Yale University Press. 278 pages. £45. ISBN 978-0-300-27358-8

Reviewed by Jim Burns

Looking along my book shelves I can see memoirs of what it meant to be an American or Canadian expatriate in Paris in the 1920s and 1930s. Most of them are by men: Malcolm Cowley, Harold Stearns, Ernest Hemingway, Morley Callaghan, Harold Loeb, Samuel Putnam, John Glassco. Where are the women? I have books by and about Gertrude Stein, Djuna Barnes, Kay Boyle, Janet Flanner, but with the exception, perhaps, of Boyle, they don’t seem to have gone in for autobiographical accounts of what they did, who they met, and so on. Boyle, when she edited a re-issue of Robert McAlmon’s Being Geniuses Together in the 1960s, inserted chapters of her own reminiscences of the period in between his. And Boyle, like a few other women, wrote fiction set during the expatriate experience. Her Monday Night and Year Before Last might be relevant in this connection, as might be Djuna Barnes’s Nightwood. And, though it’s something of a satirical fantasy, Barnes’s The Ladies Almanack, published in 1928, can be recommended for its links to the activities of American women in Paris.  But, looking at the list of authors in the 1932 anthology, Americans Abroad, I count fifty-two names, only thirteen of which are women.

I’ve only referred to writers, and the point about Brilliant Exiles is that it doesn’t only relate to them. Nor does it limit its range to the 1920s and 1930s, though it could be argued that those years were, on the whole, the key ones in terms of establishing a narrative of adventurous American women in Paris. Robyn Asleson points to “a long line of talented, ambitious American women who crossed the Atlantic during the first four decades of the twentieth century in search of freedom and opportunities denied to them at home”. Asleson goes on to refer to, “acceptance of bohemian nonconformity” and “the mythic stature of Paris as the epicentre of modern innovation, personal liberty, and cosmopolitan diversity” as aspects of what pulled women to Paris.

= = =

* WHAT TO PRODUCE
In the review above, could you reproduce the passage starting at "I’ve only referred" and ending at "women to Paris."?

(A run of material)
= = =

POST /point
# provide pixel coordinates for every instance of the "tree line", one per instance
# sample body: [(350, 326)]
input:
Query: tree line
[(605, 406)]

= = =

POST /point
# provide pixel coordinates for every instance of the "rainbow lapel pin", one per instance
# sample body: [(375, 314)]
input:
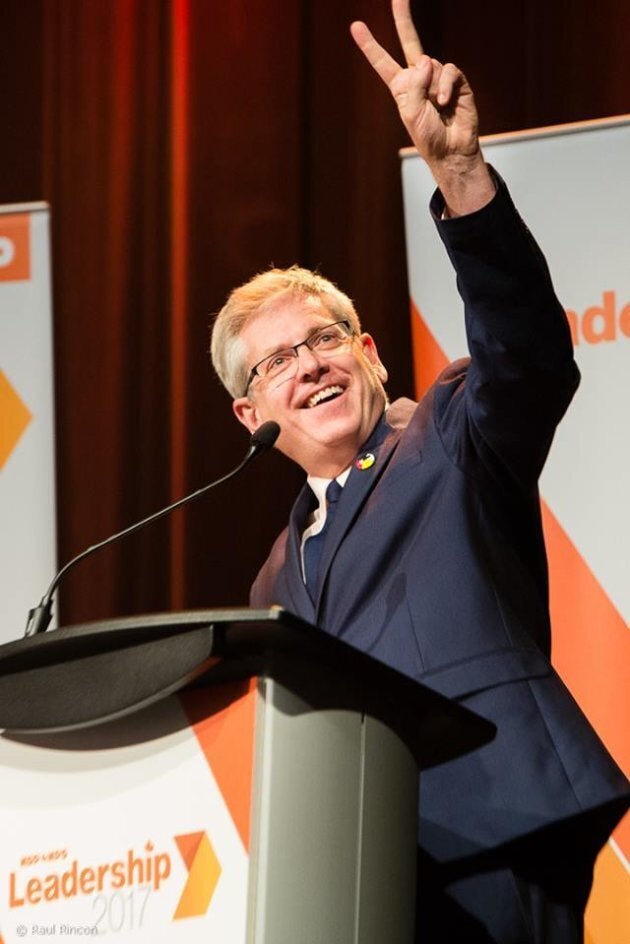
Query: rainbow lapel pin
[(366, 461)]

= = =

* EXPECTED OUTPUT
I’ve only referred to writers, and the point about Brilliant Exiles is that it doesn’t only relate to them. Nor does it limit its range to the 1920s and 1930s, though it could be argued that those years were, on the whole, the key ones in terms of establishing a narrative of adventurous American women in Paris. Robyn Asleson points to “a long line of talented, ambitious American women who crossed the Atlantic during the first four decades of the twentieth century in search of freedom and opportunities denied to them at home”. Asleson goes on to refer to, “acceptance of bohemian nonconformity” and “the mythic stature of Paris as the epicentre of modern innovation, personal liberty, and cosmopolitan diversity” as aspects of what pulled women to Paris.